ACTIVITY:
Answer these from the post on RAG:
1. How often does the first phase of the pipeline run?
2. What does the embedding model turn each chunk into?
3. What percentage split between retrieval engineering and prompting does the caption give?

*** Opening EXCERPT PROVIDED ***

Ai Ml

RAG — Giving the Model a Library

Your company's docs, this morning's tickets, yesterday's deploy notes — none of it is in the model. Retrieval-augmented generation hands it the right page, right before it answers. Here's the two-phase pipeline, honest failure modes, and what 'embeddings' actually are.

Tin Dang avatar
Tin Dang
Hand-drawn two-row data pipeline — top row builds the library (docs, chunk, embed, vector store), bottom row answers a question (ask, embed, search, stitch, reply with sources)

Your language model has read a large portion of the public internet, most of the books ever written, and an enormous amount of code. It has not read your company’s wiki. It has not read this morning’s support tickets. It has not read the deploy note your teammate wrote at 2 AM explaining why production is on fire.

And it cannot read any of those things without help. Its knowledge is frozen at training time; it has no eyes, no access, no way to open a document you point at. Unless you build the rung we’re climbing in this post.

RAG — retrieval-augmented generation — is the rung where AI products stop making things up about your data and start actually using it. The name is terrible. The idea is simple. It’s one of the few parts of the stack that, once you see the diagram, you cannot unsee.

Hand-drawn two-phase RAG pipeline — Phase 1 builds the library offline (docs, chunk, embed, store), Phase 2 answers questions per turn (embed query, search, stitch, LLM, answer with citations)
RAG in two phases: build the library once, search it every turn. 80% retrieval engineering, 20% prompting.

The one-sentence version

RAG is library lookup: right before the model answers, hand it the most relevant passages from your documents, and ask it to use them.

That’s it. That’s the whole thing.

Everything else in this post is engineering detail about how to build the library, how to find the right passages, and where the whole thing goes wrong in practice.

Two phases, one pipeline

RAG is a pipeline with two phases. The first phase runs rarely (when documents change). The second phase runs every time a user asks a question.

Phase 1 — Build the library (runs offline).

docs → chunk → embed → store

You take your documents — wiki pages, PDFs, tickets, whatever. You split them into chunks small enough to fit comfortably inside a prompt. You convert each chunk into a vector (a list of numbers) using an embedding model. You store the vectors alongside the original text in a database designed for fast similarity search.

Phase 2 — Answer a question (runs per user turn).

*** Closing EXCERPT PROVIDED ***
*** Opening INPUT DATA ***

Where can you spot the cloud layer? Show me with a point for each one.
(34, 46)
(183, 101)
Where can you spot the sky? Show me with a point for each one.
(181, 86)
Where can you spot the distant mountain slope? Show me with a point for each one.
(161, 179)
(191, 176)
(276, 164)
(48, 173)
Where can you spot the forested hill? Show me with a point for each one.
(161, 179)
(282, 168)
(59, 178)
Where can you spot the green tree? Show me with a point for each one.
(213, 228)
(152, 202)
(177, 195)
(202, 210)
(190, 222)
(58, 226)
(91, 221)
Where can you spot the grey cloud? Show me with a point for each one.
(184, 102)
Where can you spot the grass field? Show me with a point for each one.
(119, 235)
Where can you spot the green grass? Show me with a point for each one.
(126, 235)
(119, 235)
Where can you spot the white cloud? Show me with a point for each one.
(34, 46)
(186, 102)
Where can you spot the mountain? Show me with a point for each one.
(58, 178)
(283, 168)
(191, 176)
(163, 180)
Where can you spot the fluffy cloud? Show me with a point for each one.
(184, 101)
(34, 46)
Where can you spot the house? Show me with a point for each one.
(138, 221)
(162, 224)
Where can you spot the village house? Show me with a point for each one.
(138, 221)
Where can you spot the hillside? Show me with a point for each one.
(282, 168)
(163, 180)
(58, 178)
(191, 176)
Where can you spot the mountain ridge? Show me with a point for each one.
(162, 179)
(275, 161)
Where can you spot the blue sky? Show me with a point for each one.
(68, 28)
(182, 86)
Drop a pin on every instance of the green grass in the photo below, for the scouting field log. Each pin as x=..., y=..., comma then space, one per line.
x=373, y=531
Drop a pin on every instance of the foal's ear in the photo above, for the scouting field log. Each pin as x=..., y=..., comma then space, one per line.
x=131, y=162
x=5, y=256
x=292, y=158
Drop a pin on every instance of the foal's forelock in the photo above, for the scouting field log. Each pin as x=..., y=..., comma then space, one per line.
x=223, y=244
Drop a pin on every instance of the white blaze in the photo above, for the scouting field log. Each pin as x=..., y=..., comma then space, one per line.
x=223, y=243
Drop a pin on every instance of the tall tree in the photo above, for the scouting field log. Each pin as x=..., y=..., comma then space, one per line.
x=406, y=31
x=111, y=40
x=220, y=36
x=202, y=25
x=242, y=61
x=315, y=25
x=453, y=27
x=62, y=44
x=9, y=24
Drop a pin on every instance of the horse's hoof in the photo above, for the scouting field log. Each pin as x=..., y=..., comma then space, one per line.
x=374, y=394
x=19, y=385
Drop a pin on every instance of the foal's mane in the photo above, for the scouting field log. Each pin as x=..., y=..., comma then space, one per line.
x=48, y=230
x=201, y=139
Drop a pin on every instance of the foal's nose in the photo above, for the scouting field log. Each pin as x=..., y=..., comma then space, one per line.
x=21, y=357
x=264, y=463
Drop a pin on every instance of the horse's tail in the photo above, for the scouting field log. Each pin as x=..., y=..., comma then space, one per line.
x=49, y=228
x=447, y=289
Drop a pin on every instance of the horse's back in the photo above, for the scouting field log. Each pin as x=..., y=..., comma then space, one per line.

*** Closing INPUT DATA ***

RESPONSE AREA:
1. Rarely, when documents change.
2. A vector, a list of numbers.
3. 80% retrieval engineering, 20% prompting.